### PROBLEM DESCRIPTION
Go to the line holding "Spot the clear" in the entries below and write out exactly every line down to and including the line holding "Each instance of the tall".

=== EXERCISE MATERIAL ===

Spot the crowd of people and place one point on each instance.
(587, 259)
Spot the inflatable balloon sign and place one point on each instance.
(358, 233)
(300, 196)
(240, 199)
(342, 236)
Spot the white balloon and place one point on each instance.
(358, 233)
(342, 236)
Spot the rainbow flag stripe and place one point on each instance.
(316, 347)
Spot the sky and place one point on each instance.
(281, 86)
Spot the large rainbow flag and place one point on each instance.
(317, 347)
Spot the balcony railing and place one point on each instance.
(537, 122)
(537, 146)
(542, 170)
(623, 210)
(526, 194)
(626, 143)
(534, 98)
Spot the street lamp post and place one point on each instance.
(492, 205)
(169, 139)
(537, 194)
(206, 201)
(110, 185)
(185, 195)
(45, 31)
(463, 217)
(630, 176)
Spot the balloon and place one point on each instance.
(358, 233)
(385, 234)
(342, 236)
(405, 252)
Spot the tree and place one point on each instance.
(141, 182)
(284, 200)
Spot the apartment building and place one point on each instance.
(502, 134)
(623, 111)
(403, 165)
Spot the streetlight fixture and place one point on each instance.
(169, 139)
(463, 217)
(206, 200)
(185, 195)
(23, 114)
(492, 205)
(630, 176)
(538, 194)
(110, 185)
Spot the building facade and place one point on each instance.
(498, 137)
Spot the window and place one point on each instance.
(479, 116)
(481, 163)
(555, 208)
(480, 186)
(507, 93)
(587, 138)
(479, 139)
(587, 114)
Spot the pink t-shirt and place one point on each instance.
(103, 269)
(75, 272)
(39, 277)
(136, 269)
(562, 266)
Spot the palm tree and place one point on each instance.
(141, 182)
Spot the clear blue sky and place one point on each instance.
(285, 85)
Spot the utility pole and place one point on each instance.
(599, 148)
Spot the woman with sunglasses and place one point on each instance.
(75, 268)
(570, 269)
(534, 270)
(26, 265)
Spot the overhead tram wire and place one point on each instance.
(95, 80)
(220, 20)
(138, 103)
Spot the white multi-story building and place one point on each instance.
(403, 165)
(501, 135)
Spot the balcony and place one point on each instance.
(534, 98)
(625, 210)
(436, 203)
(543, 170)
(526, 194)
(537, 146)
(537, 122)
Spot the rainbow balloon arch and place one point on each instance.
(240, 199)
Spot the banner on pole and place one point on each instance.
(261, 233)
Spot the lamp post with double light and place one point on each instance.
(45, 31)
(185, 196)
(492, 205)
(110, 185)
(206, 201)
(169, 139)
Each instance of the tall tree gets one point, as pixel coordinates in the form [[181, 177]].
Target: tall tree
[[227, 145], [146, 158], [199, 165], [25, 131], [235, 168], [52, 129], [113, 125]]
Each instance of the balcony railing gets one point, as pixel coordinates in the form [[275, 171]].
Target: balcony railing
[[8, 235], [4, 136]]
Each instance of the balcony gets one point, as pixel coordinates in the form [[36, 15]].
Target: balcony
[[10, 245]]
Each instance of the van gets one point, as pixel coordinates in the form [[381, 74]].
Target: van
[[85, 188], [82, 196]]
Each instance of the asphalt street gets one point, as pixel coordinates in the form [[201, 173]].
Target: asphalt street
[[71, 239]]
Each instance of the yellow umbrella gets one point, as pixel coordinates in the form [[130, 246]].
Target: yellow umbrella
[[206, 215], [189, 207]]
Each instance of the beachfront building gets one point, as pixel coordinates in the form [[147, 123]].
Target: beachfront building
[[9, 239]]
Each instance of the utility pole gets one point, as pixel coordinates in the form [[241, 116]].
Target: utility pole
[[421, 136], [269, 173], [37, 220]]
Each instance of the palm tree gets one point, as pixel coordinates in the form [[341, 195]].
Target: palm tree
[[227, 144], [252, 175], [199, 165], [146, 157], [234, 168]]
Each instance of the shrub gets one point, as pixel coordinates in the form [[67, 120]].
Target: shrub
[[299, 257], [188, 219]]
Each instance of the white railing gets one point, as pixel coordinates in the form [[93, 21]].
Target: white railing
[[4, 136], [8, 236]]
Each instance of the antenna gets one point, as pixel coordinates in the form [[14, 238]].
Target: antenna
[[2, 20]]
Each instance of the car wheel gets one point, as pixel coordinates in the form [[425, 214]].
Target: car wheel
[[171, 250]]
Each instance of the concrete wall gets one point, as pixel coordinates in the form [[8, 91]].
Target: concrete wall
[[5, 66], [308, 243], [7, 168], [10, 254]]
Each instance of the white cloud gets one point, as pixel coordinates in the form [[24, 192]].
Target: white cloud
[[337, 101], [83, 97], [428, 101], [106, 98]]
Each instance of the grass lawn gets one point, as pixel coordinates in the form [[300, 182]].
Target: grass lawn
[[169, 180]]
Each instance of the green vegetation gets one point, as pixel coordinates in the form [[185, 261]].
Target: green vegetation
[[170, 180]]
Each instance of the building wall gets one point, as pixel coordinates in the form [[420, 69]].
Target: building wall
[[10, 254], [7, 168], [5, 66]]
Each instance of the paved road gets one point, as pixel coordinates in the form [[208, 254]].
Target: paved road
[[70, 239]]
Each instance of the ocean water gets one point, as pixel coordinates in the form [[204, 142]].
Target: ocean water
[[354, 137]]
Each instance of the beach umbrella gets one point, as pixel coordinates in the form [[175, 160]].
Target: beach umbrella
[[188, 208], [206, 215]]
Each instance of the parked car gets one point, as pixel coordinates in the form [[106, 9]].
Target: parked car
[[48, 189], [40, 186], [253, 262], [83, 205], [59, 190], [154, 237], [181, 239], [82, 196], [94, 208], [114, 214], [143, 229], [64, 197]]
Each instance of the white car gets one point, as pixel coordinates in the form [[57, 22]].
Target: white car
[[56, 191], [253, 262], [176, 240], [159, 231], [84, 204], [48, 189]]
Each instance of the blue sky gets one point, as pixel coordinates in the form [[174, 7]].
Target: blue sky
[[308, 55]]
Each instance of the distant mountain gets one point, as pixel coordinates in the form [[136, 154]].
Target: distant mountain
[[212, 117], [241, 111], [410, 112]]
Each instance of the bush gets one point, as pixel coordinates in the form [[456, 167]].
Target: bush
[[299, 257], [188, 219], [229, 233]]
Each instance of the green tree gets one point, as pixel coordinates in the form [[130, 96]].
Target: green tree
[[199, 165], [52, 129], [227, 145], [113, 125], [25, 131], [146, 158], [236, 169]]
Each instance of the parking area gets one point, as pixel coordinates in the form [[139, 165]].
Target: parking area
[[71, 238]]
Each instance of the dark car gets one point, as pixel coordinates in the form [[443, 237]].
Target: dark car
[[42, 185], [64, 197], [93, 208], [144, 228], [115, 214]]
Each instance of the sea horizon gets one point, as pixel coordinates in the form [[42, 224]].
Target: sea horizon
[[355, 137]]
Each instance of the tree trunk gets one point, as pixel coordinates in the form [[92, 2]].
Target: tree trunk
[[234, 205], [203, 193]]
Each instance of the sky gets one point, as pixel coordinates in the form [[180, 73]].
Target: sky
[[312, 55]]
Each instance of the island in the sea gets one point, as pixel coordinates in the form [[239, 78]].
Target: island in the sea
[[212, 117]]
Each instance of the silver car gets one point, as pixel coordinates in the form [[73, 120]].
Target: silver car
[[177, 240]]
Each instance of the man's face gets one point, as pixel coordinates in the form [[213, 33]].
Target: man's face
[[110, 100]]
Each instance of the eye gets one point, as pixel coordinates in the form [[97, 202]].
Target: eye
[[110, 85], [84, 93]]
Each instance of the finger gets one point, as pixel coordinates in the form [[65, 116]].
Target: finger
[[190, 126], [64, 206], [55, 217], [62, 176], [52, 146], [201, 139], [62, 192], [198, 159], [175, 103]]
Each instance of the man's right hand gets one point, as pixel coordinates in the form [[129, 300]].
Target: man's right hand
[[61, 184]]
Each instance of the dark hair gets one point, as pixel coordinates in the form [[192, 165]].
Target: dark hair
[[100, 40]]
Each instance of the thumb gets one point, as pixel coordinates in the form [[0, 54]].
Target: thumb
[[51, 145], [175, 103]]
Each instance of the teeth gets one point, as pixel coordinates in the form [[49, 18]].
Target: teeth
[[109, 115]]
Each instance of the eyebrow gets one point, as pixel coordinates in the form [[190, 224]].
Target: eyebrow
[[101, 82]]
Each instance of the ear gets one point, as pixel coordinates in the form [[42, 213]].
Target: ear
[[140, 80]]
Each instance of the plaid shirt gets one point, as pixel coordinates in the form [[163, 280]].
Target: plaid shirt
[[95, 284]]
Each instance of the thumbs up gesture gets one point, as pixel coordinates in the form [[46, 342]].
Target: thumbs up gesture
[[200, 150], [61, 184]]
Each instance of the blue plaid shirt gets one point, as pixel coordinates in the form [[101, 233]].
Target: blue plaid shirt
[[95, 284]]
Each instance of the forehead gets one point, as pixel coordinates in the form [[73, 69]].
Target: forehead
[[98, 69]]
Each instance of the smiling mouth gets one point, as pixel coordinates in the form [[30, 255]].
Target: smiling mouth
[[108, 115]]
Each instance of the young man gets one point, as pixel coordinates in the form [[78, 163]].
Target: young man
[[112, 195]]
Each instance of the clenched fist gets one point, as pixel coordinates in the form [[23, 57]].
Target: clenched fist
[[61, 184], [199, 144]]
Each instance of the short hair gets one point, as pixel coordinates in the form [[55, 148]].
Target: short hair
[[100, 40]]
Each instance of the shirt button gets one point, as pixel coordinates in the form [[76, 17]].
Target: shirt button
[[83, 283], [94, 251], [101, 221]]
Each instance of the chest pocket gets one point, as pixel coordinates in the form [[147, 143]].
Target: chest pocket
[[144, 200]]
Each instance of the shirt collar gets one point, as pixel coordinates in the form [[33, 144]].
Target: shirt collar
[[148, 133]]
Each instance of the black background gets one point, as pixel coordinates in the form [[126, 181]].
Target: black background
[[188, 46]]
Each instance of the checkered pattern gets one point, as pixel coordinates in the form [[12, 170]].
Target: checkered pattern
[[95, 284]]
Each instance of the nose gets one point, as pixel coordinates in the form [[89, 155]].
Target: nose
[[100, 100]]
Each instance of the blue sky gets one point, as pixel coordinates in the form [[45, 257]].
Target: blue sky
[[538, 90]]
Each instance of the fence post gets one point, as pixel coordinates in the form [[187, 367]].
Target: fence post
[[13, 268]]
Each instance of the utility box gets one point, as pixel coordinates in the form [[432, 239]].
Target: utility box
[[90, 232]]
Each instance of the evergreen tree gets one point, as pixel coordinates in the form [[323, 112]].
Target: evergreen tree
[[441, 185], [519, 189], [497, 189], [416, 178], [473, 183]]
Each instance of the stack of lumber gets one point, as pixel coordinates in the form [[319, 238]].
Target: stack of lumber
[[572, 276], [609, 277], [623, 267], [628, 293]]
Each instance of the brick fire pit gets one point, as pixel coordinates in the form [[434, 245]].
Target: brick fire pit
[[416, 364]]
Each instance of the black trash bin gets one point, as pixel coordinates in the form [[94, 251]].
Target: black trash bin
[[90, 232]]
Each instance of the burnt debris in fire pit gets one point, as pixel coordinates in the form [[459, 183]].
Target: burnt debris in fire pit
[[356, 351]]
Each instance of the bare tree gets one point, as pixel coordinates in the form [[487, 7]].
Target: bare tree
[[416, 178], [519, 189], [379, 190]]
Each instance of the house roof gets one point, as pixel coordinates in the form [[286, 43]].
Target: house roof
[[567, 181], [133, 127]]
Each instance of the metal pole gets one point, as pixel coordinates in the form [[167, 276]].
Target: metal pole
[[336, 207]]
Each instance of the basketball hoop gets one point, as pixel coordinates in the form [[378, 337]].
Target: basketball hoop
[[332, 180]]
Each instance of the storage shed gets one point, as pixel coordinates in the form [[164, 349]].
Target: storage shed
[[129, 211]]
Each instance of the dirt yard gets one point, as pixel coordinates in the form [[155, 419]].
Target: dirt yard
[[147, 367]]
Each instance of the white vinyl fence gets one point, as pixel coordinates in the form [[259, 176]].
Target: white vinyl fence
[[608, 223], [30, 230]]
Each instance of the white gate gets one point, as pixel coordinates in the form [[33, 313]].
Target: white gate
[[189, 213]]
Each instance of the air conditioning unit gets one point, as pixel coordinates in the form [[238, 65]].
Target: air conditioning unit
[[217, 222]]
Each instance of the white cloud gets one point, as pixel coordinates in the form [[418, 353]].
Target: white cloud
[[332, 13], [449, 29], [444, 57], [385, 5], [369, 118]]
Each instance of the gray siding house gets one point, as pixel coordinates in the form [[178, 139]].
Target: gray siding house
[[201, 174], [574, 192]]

===

### RESULT OF THE EXERCISE
Spot the clear blue sky and place one point on each instance.
(285, 85)
Spot the utility pole and place one point on each instance.
(599, 148)
Spot the woman with sunglasses and place one point on each instance.
(75, 268)
(570, 269)
(534, 270)
(26, 265)
Spot the overhead tram wire and place one point on each instance.
(95, 80)
(220, 20)
(138, 103)
Spot the white multi-story building and place one point on each instance.
(403, 165)
(501, 135)
Spot the balcony and place one point on each instance.
(534, 98)
(625, 210)
(436, 203)
(543, 170)
(526, 194)
(537, 146)
(537, 122)
Spot the rainbow balloon arch and place one point on each instance.
(240, 199)
Spot the banner on pole and place one point on each instance.
(261, 233)
Spot the lamp post with double light and place one point on each instance.
(45, 31)
(185, 196)
(492, 205)
(110, 185)
(206, 201)
(169, 139)
Each instance of the tall tree gets one point, as pixel coordinates in the form [[181, 177]].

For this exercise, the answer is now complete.